• TO BE DONE: Arrange the lines below as a Markdown table with the columns Row and Line text. Number each row, and leave out blank lines and the pictures.

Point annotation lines
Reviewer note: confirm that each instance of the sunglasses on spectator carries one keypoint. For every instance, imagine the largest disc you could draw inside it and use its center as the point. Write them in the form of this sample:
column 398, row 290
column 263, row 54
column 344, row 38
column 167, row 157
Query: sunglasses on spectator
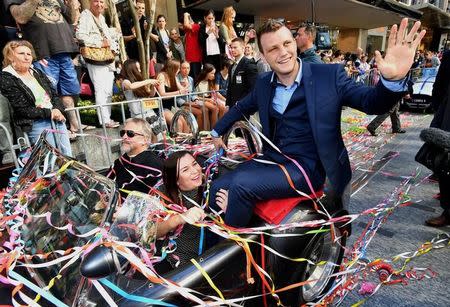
column 130, row 133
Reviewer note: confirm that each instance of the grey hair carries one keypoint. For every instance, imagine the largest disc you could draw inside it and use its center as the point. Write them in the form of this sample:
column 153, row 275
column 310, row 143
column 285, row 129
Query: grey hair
column 145, row 126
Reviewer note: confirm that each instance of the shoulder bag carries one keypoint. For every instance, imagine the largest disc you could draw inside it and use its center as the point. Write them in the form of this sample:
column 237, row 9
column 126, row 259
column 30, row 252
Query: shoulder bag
column 97, row 55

• ANSWER TO THE EXERCISE:
| Row | Line text |
|---|---|
| 1 | Reviewer note: confirm that each instance of the sunglasses on spectator carries one keypoint. For every instance, imagine the largest disc you could draw inside it and use its center as the point. Write them in the form of this sample: |
| 2 | column 398, row 290 |
| 3 | column 263, row 54 |
| 4 | column 344, row 38 |
| 5 | column 167, row 157 |
| 6 | Query: sunglasses on spectator |
| 7 | column 130, row 133 |
| 8 | Reviewer note: confirm that each instance of the grey hair carries one keypoint. For every instance, imagine the largest disc you could draw inside it and use its center as the point. Write them in the form of this sample: |
| 9 | column 153, row 275 |
| 10 | column 310, row 143 |
| 11 | column 285, row 129 |
| 12 | Query: grey hair |
| 13 | column 145, row 126 |
| 14 | Reviewer note: confirm that each instance of the shoulder bag carries one keypoint. For every instance, imagine the largest disc you could draw inside it and use its center as the point. Write them in the form of this sample: |
| 15 | column 237, row 9 |
| 16 | column 126, row 259 |
| 17 | column 30, row 252 |
| 18 | Query: shoulder bag |
| 19 | column 97, row 55 |